Exercise - Retype the records exactly, with nothing added or dropped.

════

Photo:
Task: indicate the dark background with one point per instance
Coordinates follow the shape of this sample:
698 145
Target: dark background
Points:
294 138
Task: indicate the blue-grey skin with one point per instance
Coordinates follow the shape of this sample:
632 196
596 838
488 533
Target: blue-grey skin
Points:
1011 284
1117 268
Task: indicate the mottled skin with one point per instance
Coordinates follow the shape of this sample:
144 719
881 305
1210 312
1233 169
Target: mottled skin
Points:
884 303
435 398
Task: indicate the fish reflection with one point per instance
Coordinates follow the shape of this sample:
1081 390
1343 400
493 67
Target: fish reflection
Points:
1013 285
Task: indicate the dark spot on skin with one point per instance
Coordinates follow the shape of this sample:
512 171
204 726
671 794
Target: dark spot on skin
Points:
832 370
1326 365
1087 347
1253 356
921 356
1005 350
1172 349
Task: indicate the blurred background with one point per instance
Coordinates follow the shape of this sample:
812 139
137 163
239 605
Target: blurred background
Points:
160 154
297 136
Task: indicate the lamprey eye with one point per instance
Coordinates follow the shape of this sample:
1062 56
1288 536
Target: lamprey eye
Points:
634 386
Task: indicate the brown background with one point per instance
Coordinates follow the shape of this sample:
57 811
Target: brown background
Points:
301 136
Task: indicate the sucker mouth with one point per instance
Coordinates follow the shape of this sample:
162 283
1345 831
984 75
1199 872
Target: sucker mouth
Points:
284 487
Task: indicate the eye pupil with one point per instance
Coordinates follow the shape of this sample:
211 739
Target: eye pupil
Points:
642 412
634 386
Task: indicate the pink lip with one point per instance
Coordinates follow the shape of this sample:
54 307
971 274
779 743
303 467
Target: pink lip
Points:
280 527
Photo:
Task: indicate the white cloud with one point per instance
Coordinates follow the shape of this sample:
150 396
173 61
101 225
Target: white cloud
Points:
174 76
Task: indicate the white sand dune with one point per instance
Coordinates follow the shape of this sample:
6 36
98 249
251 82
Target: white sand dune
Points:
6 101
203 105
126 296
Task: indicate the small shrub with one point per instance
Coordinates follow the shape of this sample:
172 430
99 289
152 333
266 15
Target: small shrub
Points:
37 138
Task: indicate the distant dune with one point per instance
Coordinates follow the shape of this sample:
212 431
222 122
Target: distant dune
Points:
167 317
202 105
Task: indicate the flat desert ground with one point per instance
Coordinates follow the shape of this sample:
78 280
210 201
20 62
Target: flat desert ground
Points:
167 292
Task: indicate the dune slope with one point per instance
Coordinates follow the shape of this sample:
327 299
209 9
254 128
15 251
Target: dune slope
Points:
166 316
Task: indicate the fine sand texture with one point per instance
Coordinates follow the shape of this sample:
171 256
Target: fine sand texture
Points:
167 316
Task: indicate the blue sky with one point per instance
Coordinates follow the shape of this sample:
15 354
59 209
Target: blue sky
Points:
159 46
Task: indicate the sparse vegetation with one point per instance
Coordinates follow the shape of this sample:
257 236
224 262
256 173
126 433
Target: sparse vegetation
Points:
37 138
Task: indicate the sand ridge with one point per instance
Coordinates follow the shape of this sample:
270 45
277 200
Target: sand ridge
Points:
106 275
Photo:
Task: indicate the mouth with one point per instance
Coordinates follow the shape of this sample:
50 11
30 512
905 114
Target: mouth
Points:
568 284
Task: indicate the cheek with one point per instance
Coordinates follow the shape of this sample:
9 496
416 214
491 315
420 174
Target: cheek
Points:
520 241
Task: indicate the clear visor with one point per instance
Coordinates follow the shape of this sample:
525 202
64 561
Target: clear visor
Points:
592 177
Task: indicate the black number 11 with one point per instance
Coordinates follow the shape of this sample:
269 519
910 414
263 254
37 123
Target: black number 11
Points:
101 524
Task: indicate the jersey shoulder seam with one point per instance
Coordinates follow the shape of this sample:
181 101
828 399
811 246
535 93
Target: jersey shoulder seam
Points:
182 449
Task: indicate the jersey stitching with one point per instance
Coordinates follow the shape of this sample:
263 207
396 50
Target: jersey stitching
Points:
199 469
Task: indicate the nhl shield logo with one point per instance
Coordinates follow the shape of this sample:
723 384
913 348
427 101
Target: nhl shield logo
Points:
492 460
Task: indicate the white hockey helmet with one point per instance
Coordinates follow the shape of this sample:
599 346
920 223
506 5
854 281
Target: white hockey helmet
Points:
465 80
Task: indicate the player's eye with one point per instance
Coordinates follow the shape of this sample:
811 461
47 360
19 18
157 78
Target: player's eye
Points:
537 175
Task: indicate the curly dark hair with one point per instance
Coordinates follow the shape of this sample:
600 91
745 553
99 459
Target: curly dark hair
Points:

════

Reply -
Photo:
Task: indicate the dark background with one point per instance
Coordinates follow the shape of this sample:
698 145
Target: dark background
Points:
294 138
Task: indicate the blue-grey skin with one point per instance
Coordinates follow the shape of this sample:
632 196
596 838
488 533
Target: blue-grey skin
Points:
1011 284
1117 268
Task: indicate the mottled skin with one point per instance
Coordinates follow the shape of this sample:
144 719
881 305
1210 312
1233 169
Target: mottled skin
Points:
884 303
435 398
Task: indicate the fish reflection with one point per instance
Coordinates follow the shape of this sample:
1081 390
1343 400
493 67
Target: fish reflection
Points:
1013 285
Task: indicate the dark spot on skin with one point per instance
Coordinates follow the shape of this sample:
512 171
204 726
671 794
Target: dark spot on skin
Points:
832 370
1326 365
1087 347
1253 356
921 356
1005 350
1172 349
Task: indicate the blurred background with one point per instance
Coordinates follow the shape of this sample:
812 139
137 163
239 605
Target: blurred background
Points:
160 154
297 136
Task: indicate the lamprey eye with one point per instance
Coordinates follow the shape of this sample:
1062 56
1288 536
Target: lamprey eye
Points:
634 386
Task: indicate the brown background with one point per instance
Coordinates follow the shape of this sample:
57 811
Target: brown background
Points:
301 136
Task: indicate the sucker mouth with one point per instance
Coordinates follow the shape of this sample:
162 283
1345 831
984 75
1199 872
Target: sucker mouth
Points:
284 487
Task: indicate the eye pupil with one point per instance
Coordinates follow the shape of this sample:
211 739
Target: eye pupil
Points:
642 412
634 386
Task: indicate the pink lip with one point per instance
Coordinates follow the shape of this sample:
54 307
971 274
779 743
303 467
Target: pink lip
Points:
280 527
Photo:
Task: indicate the white cloud with one point per instance
Coordinates follow the shape of this sample:
150 396
173 61
101 225
Target: white cloud
Points:
174 76
Task: indicate the white sand dune with one point per instance
Coordinates follow the shape of this sample:
6 36
98 249
251 82
Target: white sand dune
Points:
6 101
203 105
126 296
Task: indicate the small shrub with one point per instance
Coordinates follow the shape of this sample:
172 430
99 289
152 333
266 15
Target: small shrub
Points:
37 138
Task: indicate the distant dune with one point per instance
Coordinates follow the shape of this sample:
212 431
222 122
Target: distant dune
Points:
167 317
202 105
Task: indicate the flat desert ground with one point per instance
Coordinates follow the shape of this sample:
78 280
210 201
20 62
Target: flat desert ground
Points:
167 292
Task: indicate the dune slope with one point per instance
Coordinates follow the shape of this sample:
327 299
209 9
254 128
15 251
Target: dune slope
Points:
166 316
Task: indicate the fine sand texture with one point per instance
Coordinates follow the shape of this sample:
171 256
Target: fine sand texture
Points:
167 316
Task: indicate the blue sky with one point per instance
Coordinates follow the shape of this sample:
15 354
59 209
Target: blue sky
Points:
159 46
Task: indicate the sparse vegetation with one point per instance
Coordinates follow the shape of this sample:
257 236
224 262
256 173
126 433
Target: sparse vegetation
Points:
37 138
Task: indicate the sand ridge with one point per instance
Coordinates follow the shape of this sample:
270 45
277 200
Target: sand ridge
Points:
106 275
Photo:
Task: indicate the mouth with one point per instance
Coordinates follow the shape of this sample:
50 11
30 512
905 114
Target: mouth
Points:
568 284
Task: indicate the cheek with one point per instance
Coordinates follow the shape of this sample:
9 496
416 214
491 315
420 174
Target: cheek
Points:
520 241
Task: indicate the clear visor with one point per instance
Coordinates follow the shape of this sample:
525 202
64 561
Target: clear visor
Points:
592 177
Task: indicate the black number 11 with one point per instance
Coordinates follow the shape of this sample:
269 519
910 414
263 254
37 123
Target: black number 11
Points:
101 524
Task: indicate the jersey shoulder seam with one point per instance
Coordinates follow the shape of this sample:
181 101
828 399
811 246
535 93
Target: jersey shoulder seam
Points:
182 449
Task: indicate the jersey stitching with one point per instance
Coordinates follow the shape of this sample:
263 207
396 50
Target: jersey stitching
Points:
199 469
Task: indicate the nhl shield logo with one point per instance
Coordinates follow the shape of this sample:
723 384
913 348
427 101
Target: nhl shield logo
Points:
492 460
Task: indicate the white hockey helmet with one point per instance
Coordinates follow the shape of this sample:
599 346
920 223
506 5
854 281
Target: white hockey helmet
Points:
465 80
Task: indicate the player's eye with one point per instance
Coordinates follow the shape of this sample:
811 461
47 360
19 18
157 78
Target: player's eye
Points:
537 175
Task: indicate the curly dark hair with one point per instance
Coordinates follow the shape of this sample:
600 91
745 553
99 459
Target: curly dark hair
Points:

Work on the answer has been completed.